AIM — Rewrite the listing from the line that contains "Target: metal rack leg" through the end of the listing, keeping every request line and adding 32 to each number in the point coordinates.

-- Start of SUPPLIED DATA --

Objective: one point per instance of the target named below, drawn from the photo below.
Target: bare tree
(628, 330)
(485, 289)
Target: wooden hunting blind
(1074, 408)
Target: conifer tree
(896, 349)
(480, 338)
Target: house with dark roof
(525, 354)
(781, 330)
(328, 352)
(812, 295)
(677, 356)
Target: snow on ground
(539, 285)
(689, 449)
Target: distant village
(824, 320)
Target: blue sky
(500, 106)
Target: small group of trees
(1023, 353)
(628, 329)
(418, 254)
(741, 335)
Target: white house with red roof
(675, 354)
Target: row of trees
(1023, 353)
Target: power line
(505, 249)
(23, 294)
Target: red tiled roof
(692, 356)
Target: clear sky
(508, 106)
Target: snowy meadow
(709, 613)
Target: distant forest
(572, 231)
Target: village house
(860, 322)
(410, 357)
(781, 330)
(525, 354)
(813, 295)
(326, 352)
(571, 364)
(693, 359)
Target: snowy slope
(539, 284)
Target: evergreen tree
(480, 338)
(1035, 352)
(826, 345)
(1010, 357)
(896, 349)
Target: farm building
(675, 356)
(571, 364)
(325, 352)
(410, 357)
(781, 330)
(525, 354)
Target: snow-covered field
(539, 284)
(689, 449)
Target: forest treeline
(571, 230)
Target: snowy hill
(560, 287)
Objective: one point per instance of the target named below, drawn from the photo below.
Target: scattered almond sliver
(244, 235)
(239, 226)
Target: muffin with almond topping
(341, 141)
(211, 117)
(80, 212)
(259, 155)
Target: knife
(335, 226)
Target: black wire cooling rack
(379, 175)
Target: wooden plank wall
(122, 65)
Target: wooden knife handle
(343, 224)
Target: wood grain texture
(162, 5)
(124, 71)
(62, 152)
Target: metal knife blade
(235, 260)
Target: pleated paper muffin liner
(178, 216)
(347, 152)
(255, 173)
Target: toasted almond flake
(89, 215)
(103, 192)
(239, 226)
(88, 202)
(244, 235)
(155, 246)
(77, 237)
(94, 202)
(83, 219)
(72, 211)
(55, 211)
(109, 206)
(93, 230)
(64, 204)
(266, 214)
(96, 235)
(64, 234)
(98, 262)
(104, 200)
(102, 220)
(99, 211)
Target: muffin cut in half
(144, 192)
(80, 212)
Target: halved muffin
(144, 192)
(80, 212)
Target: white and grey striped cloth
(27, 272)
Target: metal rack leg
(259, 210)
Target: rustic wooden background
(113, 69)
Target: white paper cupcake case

-- End of SUPPLIED DATA --

SOLUTION TO THE EXERCISE —
Target: metal rack leg
(291, 242)
Target: rustic wooden background
(145, 101)
Target: white paper cupcake case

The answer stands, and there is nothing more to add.